• **SET OF TASKS**:
- A) In the article on Newark's archbishop, what physical pursuit is Cardinal Joseph Tobin said to enjoy?
- B) Write out everything in the article on Newark's archbishop from "To his credit, he" down to "condemn same-sex relationships.", word for word.

Is Newark’s archbishop emerging as the leader of the ‘Francis party’?
“Right now we are the national champions of Pope Francis.” So Crux’s John Allen quotes the organisers of a conference on the Holy Father at Villanova University last week. Similar events took place under the papacies of John Paul II and Benedict XVI. They helped to define the theological and political line taken by their supporters in academia, media and the episcopacy. An invitation to address these symposia marks one out as a “champion” of the Vatican agenda, as the organisers put it. And Villanova’s speakers’ list included some of Francis’s most ardent apologists, including Massimo Faggioli and Fr Antonio Spadaro.
Then there was Cardinal Joseph Tobin – or “Joe”, as his friends at the gym know him. (He’s an avid weightlifter.) The Archbishop of Newark does not look like a stereotypical intellectual. With his rough features and large frame, he seems more like a pugilist than a prince of the Church. But Tobin is one of the Pope’s strongest and most trusted allies in the American hierarchy.
In his speech, the Newark archbishop took aim at those “small enclaves” who “safeguard the treasure of the Christian tradition in its purest form from the corrosive intrusion of a corrupt society”. “Even from ancient times, there have been individuals and movements who have tried to define and delimit what it means to be a Catholic Christian,” Tobin said. “Nevertheless, the Universal Church has always repudiated such attempts. It is only the Lord who ultimately judges who belongs or does not belong.”
Here he echoes Francis’s new apostolic exhortation Gaudete et Exsultate. “It is not healthy to love silence while fleeing interaction with others, to want peace and quiet while avoiding activity, to seek prayer while disdaining service,” the Holy Father wrote.
But Tobin is also at odds with Pope Benedict XVI, who has speculated that the Church may be reduced to a faithful remnant – a Church “characterised more by the mustard seed,” as then-Cardinal Joseph Ratzinger phrased it in 1997.
During the question-and-answer session, Tobin addressed another fresh controversy. When asked about the recent sacking of gay teachers from Catholic schools, he admitted that the Church had been “somewhat marginalised” for what non-Catholics viewed as her “preoccupation with sexual ethics”.
To his credit, he affirmed that “the Church cannot reverse itself on its sexual ethics”, while stressing that “Pope Francis has shown that there are other issues on which the Church and world can work together”.
This is yet another point of division among Catholics, particularly in the United States. Conservatives generally agree with the Catechism in saying that gay people ought to be treated with “respect, compassion and sensitivity”. But they fear that many gay outreach ministries ultimately aim to validate homosexual unions. The most common example they use is Fr James Martin SJ, who has refused to condemn same-sex relationships.

• **DATA SHOWN**:
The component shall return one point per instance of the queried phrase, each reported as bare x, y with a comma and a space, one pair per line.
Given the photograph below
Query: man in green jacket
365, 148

• **SET OF ANSWERS**:
- A) He is an avid weightlifter.

- B)
To his credit, he affirmed that “the Church cannot reverse itself on its sexual ethics”, while stressing that “Pope Francis has shown that there are other issues on which the Church and world can work together”.
This is yet another point of division among Catholics, particularly in the United States. Conservatives generally agree with the Catechism in saying that gay people ought to be treated with “respect, compassion and sensitivity”. But they fear that many gay outreach ministries ultimately aim to validate homosexual unions. The most common example they use is Fr James Martin SJ, who has refused to condemn same-sex relationships.